--- What the task requires ---
Count the lines in the records below that contain the word "straw" and give only that number.

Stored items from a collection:
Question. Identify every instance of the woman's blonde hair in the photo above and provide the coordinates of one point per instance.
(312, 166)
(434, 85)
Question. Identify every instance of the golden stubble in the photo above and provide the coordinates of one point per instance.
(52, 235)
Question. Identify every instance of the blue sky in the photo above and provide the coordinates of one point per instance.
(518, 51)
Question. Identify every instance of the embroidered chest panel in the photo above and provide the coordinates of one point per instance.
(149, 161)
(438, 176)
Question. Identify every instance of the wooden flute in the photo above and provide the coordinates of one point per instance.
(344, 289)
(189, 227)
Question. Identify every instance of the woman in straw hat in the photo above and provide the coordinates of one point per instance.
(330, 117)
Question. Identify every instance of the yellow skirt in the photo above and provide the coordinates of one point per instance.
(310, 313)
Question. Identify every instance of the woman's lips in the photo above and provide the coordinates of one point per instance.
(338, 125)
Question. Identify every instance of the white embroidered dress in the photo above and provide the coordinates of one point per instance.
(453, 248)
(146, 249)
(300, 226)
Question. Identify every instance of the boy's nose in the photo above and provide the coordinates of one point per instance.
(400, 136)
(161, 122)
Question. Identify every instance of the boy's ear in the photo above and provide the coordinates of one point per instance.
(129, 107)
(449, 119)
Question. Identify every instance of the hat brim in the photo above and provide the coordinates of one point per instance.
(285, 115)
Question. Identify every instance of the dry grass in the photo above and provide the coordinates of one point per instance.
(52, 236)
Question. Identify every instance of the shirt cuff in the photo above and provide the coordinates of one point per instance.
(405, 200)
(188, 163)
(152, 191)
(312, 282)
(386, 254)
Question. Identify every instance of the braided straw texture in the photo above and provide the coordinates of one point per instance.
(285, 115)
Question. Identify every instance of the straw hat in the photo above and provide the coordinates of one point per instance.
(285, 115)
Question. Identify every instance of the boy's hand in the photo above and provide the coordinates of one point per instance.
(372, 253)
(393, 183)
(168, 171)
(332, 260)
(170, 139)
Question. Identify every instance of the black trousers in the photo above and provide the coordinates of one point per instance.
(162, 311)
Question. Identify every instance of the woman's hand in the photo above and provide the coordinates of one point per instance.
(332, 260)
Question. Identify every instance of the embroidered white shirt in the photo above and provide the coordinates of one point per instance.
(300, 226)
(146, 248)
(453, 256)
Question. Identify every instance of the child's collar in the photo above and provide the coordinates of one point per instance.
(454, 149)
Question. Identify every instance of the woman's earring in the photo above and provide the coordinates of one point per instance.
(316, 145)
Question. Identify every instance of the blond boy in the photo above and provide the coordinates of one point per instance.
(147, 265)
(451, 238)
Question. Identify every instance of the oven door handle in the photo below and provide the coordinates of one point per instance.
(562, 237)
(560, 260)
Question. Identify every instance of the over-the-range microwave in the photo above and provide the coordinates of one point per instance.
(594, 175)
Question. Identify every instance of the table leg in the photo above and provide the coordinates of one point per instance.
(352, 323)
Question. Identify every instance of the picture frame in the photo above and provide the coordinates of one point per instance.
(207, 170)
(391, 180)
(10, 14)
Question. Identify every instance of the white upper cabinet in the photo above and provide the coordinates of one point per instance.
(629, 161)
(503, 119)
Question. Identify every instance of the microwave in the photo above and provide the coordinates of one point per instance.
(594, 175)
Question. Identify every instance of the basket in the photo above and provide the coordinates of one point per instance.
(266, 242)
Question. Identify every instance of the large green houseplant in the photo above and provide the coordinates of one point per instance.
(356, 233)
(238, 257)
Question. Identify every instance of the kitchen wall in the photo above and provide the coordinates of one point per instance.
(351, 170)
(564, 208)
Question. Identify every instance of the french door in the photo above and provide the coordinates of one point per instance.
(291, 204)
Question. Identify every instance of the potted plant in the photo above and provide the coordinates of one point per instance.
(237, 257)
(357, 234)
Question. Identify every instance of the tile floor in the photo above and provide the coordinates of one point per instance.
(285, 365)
---
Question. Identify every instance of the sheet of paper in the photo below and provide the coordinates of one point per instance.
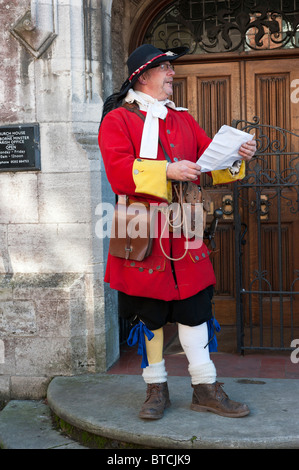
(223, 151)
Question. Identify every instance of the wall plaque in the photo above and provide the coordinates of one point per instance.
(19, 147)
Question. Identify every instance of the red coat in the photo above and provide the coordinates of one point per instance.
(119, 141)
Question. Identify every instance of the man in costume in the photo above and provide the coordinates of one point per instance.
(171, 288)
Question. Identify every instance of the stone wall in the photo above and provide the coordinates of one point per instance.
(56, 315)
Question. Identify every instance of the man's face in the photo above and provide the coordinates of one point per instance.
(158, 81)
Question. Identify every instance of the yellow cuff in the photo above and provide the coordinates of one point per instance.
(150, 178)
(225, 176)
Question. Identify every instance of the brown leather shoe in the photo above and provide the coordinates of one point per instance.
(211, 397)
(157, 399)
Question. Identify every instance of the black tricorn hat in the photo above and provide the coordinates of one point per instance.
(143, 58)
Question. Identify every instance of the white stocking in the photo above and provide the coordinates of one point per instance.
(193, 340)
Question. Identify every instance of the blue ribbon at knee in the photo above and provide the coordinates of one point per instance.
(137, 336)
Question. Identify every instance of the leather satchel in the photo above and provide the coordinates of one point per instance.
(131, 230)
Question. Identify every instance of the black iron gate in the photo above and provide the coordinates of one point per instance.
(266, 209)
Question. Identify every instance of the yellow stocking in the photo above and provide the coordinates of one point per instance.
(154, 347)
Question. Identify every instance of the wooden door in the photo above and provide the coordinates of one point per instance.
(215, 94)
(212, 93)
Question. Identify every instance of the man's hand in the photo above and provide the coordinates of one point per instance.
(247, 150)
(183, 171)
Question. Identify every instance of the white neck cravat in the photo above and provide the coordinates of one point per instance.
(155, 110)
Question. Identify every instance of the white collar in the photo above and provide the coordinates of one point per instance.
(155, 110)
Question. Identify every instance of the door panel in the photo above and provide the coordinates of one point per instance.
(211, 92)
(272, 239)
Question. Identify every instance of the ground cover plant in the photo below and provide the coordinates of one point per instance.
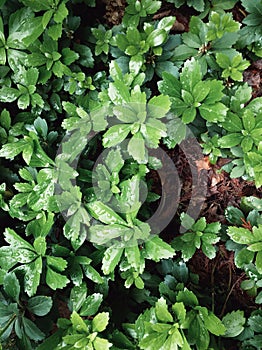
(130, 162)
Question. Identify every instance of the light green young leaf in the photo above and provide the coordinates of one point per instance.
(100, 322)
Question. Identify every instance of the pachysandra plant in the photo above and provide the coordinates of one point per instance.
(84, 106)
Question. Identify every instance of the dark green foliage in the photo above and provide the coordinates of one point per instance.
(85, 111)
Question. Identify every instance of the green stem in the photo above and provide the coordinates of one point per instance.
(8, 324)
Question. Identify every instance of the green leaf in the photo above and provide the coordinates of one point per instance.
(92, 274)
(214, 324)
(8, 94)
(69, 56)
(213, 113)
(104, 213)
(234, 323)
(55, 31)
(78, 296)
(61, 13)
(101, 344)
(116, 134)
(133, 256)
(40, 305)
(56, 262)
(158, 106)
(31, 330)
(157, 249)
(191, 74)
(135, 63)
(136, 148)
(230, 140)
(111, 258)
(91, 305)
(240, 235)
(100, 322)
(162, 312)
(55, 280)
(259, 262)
...
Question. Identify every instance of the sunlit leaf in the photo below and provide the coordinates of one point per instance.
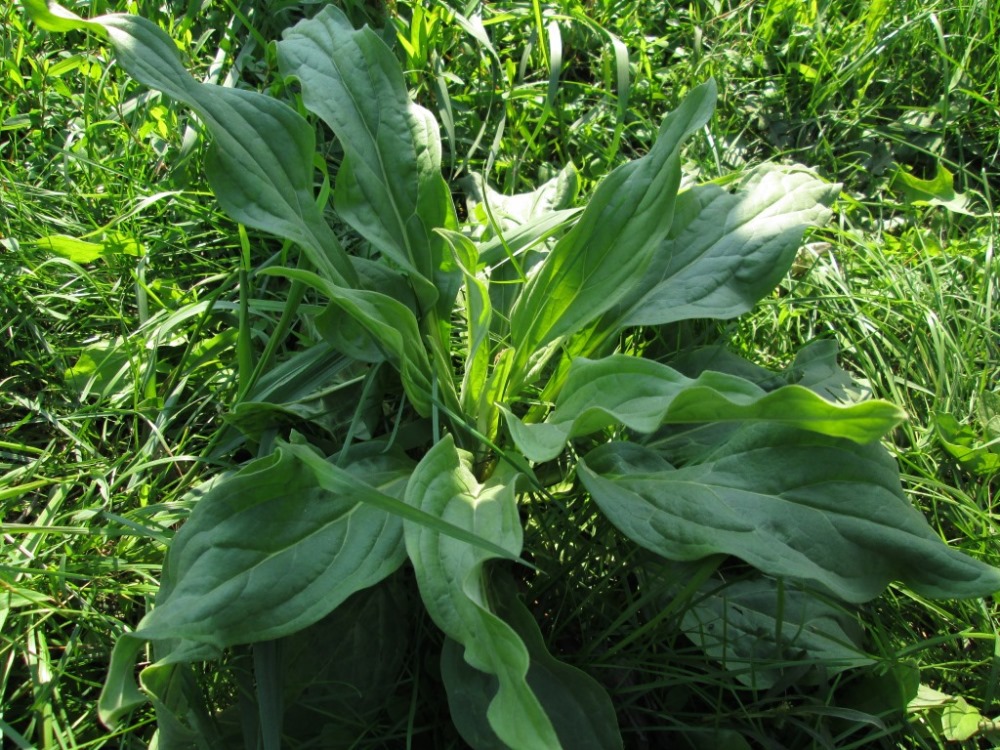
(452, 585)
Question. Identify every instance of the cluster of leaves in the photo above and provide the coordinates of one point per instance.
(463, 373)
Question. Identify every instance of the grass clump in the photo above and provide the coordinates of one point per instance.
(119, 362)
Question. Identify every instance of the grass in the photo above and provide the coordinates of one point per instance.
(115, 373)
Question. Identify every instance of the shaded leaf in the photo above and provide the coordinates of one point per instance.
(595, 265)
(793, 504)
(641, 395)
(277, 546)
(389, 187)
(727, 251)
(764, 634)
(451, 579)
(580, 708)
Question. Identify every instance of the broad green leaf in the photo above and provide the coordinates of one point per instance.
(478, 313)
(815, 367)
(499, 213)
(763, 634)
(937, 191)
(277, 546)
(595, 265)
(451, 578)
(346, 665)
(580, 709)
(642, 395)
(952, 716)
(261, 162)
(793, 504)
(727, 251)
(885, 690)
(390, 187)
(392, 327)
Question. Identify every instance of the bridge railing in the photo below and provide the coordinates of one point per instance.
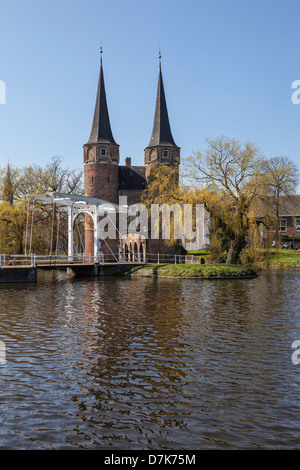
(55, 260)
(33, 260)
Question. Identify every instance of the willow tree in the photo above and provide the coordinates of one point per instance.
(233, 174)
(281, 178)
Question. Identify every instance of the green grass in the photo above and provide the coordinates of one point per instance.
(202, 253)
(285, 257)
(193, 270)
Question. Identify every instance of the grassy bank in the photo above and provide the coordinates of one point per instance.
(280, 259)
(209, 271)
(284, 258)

--- Worked answer ---
3